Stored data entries
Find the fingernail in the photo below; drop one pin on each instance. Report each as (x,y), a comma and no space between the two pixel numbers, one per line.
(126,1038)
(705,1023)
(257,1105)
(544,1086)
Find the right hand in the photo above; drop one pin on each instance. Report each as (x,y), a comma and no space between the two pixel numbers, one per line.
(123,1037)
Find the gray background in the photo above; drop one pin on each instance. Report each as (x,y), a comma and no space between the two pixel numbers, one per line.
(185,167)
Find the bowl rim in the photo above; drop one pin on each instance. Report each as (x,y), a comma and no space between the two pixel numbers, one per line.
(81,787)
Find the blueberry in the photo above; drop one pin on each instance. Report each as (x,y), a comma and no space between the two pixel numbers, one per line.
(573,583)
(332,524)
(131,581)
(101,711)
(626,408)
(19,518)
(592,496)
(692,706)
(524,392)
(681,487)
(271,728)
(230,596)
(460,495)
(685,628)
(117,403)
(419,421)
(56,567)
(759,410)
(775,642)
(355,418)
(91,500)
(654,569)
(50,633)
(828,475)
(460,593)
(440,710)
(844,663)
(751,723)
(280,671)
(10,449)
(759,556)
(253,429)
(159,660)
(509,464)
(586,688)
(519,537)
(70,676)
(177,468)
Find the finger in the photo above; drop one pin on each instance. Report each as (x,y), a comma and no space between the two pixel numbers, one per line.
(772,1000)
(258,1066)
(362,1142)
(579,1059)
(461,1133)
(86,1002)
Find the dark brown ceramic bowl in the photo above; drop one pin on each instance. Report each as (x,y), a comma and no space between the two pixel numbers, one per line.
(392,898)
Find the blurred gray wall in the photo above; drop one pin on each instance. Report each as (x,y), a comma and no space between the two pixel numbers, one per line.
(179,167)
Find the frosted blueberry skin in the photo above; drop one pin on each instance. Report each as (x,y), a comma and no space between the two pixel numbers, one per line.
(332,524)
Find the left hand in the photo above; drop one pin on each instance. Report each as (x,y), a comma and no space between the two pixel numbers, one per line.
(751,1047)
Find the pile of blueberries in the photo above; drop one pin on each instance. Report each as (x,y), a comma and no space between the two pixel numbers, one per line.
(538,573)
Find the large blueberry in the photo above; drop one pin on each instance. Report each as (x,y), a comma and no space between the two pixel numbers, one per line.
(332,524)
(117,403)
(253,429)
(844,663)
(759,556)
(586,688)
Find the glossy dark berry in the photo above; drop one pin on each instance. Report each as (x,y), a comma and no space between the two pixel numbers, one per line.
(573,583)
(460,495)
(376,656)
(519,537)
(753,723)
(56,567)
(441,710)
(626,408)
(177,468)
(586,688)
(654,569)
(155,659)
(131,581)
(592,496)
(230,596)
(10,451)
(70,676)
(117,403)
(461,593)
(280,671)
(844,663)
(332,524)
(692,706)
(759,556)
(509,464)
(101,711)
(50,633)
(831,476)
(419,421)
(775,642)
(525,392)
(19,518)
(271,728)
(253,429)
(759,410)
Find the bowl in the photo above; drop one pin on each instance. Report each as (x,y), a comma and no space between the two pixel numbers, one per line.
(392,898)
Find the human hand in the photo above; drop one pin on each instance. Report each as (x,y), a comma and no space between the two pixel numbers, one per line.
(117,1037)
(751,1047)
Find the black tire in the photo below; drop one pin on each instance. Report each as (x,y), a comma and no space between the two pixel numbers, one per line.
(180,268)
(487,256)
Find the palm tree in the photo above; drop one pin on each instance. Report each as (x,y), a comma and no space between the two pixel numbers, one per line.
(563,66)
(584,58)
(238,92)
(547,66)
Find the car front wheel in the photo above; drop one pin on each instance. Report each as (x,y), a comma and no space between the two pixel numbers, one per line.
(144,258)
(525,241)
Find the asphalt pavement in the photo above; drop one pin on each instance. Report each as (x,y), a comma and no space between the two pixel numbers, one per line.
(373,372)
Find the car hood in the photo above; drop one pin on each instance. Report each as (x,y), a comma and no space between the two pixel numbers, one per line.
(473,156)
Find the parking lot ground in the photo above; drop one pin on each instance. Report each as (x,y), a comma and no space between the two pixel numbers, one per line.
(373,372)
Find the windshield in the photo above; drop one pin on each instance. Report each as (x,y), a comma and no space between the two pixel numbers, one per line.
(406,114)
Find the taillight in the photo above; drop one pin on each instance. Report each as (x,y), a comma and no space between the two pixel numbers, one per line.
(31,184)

> [Instructions for the task] Can you give every line above again, exactly as written?

> [Response]
Find the fingernail in the photo below; drop one pin on each instance. Report each as (x,y), a comma and no space between the two pixel numbers, one per line.
(126,1038)
(705,1023)
(257,1105)
(544,1086)
Find the right hand in the photo above; drop one pin on each instance. Report each as (x,y), a comma and no space between the two pixel numbers, one per line.
(123,1037)
Find the gray background in the photo above; drop one pin on each instance. Report each as (x,y), a comma and no space between the two pixel numbers, one per line.
(185,167)
Find the bowl rim in the photo above; drop one pin on each instance. Report each as (x,y), a comma and no space between the two pixel numbers, one per line.
(81,787)
Find the blueberry in the photo above; drop one pin on each instance. Report each as (x,y), a comma and no space between the two pixel numbers, one per line.
(573,583)
(332,524)
(131,581)
(101,711)
(626,408)
(19,518)
(592,496)
(692,706)
(524,392)
(681,487)
(271,728)
(230,596)
(460,495)
(685,628)
(117,403)
(419,421)
(56,567)
(759,410)
(775,642)
(355,418)
(91,500)
(654,569)
(50,633)
(828,475)
(460,593)
(440,710)
(844,663)
(751,723)
(280,671)
(10,449)
(759,556)
(253,429)
(159,660)
(509,464)
(586,688)
(519,537)
(70,676)
(177,468)
Find the finger in the photo above; drop one pin on each instance. Report each as (x,y), a comma and no space between the two pixel numbers, one per line.
(772,1000)
(258,1066)
(362,1142)
(579,1059)
(461,1133)
(86,1002)
Find the dark brown ceramic bowl in the photo above; drop one pin on each instance. Report each as (x,y), a comma and no space between the two pixel numbers, one per line.
(392,898)
Find the blurred gray wall in the photo above; drop one pin on each instance. Report each as (x,y), a comma and no space between the two pixel numbers, one per line.
(179,167)
Find the frosted blueberry skin in the photo above; drop one pin on each instance. Report each as (x,y), a comma and no space between the two pixel numbers, one per line.
(332,524)
Find the left hand in the photo above; drop one pin on each instance. Report each as (x,y), a comma and no space between the two pixel numbers, one per line.
(751,1047)
Find the pile of blueberries in the photo above; drop one pin on each instance. Report each as (x,y), a comma and no space between the two pixel numbers, one per line.
(538,573)
Find the large blueberry in the photo above; drop one pin on each instance. Report each as (x,y), a comma and no space between the two pixel numbers, one per line.
(332,524)
(117,403)
(253,429)
(844,663)
(759,556)
(586,688)
Find the glossy dark berry in the photo above; drop one pin on each instance. Report each as (x,y), a comma and no space between the two pixel numbers, one per line.
(573,583)
(460,495)
(376,656)
(519,537)
(753,723)
(56,567)
(441,710)
(626,408)
(177,468)
(586,688)
(654,569)
(155,659)
(131,581)
(592,496)
(230,596)
(10,451)
(70,676)
(117,403)
(461,593)
(280,671)
(844,663)
(332,524)
(692,706)
(759,556)
(509,464)
(101,711)
(50,633)
(831,476)
(419,421)
(775,642)
(525,392)
(19,518)
(271,728)
(253,429)
(759,410)
Find the bowl in the photo above; drop one pin on each instance. Report each as (x,y), a comma and no space between the two pixel numbers, one per line.
(392,898)
Find the human hand in the photo above; drop one pin on each instance. Report each as (x,y), a comma and no space between the two pixel numbers, one per line.
(117,1037)
(751,1047)
Find the black tire in the photo below; drop one pin on each instance. Report each as (x,y), a comma and no space between the two pixel numbers, one per line.
(180,268)
(487,256)
Find the palm tree in the photo above; drop one pin on each instance. Report each as (x,y), a comma and no space between the two pixel numbers, one per line.
(563,66)
(584,58)
(238,92)
(547,66)
Find the car front wheel in the photo above; drop one pin on each instance. Report each as (x,y), a comma and no space between the two pixel numbers, one per line.
(144,258)
(525,241)
Find the asphalt pavement in the photo above; drop one pin on each instance. Report each as (x,y), a comma and no space between the two pixel numbers, one per line.
(373,372)
Find the car hood in the photo above; drop one pin on each instance. Report each as (x,y), a comma and no space between the two pixel numbers, one per line.
(473,156)
Find the parking lot ground in the photo above; drop one pin on each instance. Report each as (x,y), a comma and no space between the two pixel numbers, one per line.
(373,372)
Find the windshield in the photo above; drop one pin on each instance. Report each as (x,y), a comma and no space between the two pixel numbers, one per line.
(406,114)
Find the taillight in the photo above; drop one pin on each instance. Report each as (x,y), a comma and no space between the two pixel numbers, one per line.
(31,184)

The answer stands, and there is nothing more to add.